TO BE DONE:
- a) According to the passage on Smaji CJKV below, in which Unicode version were the Ideographic Description Characters introduced?
- b) Extend the passage on Smaji CJKV below, picking up right after its final sentence.
--- Start TEXT SHOWN ---
Recently, An article was submitted to introduce Smaji CJKV. Several review comments were received suggesting appending some citations and prerequisite information to the article. These comments make sense. After all, the development of most disciplines and engineering is a continuous progression. Mostly, new development is built on the foundation of their predecessors.

Although more information was in demand, initially, I found it a bit difficult to append information. Because in the past two decades, Recording, encoding, and font designing of variant or rarely-used characters, all these techniques had been researched and developed but haven’t created much influence. Most of them are independent private systems that cannot be integrated into general systems. Some of them are relatively open but only open in user interface level, while others, relatively open and standard, are incompetent in infrastructure and inadequate in serving as the basis for subsequent development. These systems are not worth mentioning in references or prerequisite knowledge.

In 1999, Unicode’s own Ideographic Description Characters were introduced in Unicode 3.0. The sequence of that characters is called "Ideographic Description Sequence", i.e. IDS. It is naturally integrated into the daily-used general systems based on Unicode, has huge user base and is easy to use. For example, the word "时间" can be expressed as "⿰日寸" and "⿵门日" respectively. Even a character as complex as "𰻝" as seen in word "𰻝𰻝面", can also be expressed as "⿺辶⿳穴⿲月⿱⿲幺言幺⿲长马长刂心". At first glance, the functionalities are complete.
--- End TEXT SHOWN ---
--- Start GIVEN MATERIAL ---
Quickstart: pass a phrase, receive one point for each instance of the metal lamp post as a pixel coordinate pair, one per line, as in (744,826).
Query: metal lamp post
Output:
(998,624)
--- End GIVEN MATERIAL ---
ANSWERS FOR THE TASKS:
- a) Unicode 3.0, in 1999.

- b)
Click here to view 𰻝
30edd

But the problem is that when it comes to "丝", IDS cannot decompose it. Because Unicode does not include the character which looks like "幺" minus the last dot. Another example is "乔", with "夭" above and "?" below, which is also an uncollected character. Another example is the decomposition of the following characters: "与","乌","亇","争","亥","以"…​

Because too many "components" or "roots" actually do not have characters corresponded with, and this system requires that their definition domains and value domains are all Unicode collected characters. Therefore, this system design was incomplete from the beginning: common or even daily-used characters may be out of the scope of describable.

Other private systems, which are aware of this problem, relaxed the restrictions on the definition domain and introduced private components. However, the composition of Chinese characters or components is diverse, and IDS and similar systems can only describe some ideal composition. A slightly less ideal one, such as "⿻", which means that two components overlap, is ambiguous. How exactly do they overlap, what is the direction of overlap, and what is the degree of overlap? No description at all. Thus, the glyph cannot be restored from the IDS. The result is yet another set of broken and incomplete systems.

However, the review comments also prompted me to think again, whether the efforts and legacies of the past are still valuable, or can they still be useful after being transformed and refined?

A general summary of the flaw of past explorations are listed as follows:

  1. The domain of composite component is limited

  2. IDS lacks accuracy

  3. Being not universal or narrow in application scenarios

The solution is designed accordingly:

  1. The domain of composite component is limited

    The first step is to lift this restriction, and in a way that does not create new problems. Therefore, the following conditions must be met:

    1. The domain is not only limited to Unicode included characters. Because of its incompleteness.

    2. The defined base components must be able to composite any characters. Otherwise, it becomes another incomplete system.

    3. Basic base components may not be added, deleted, or modified arbitrarily. To avoid causing failure and instability of the composition method.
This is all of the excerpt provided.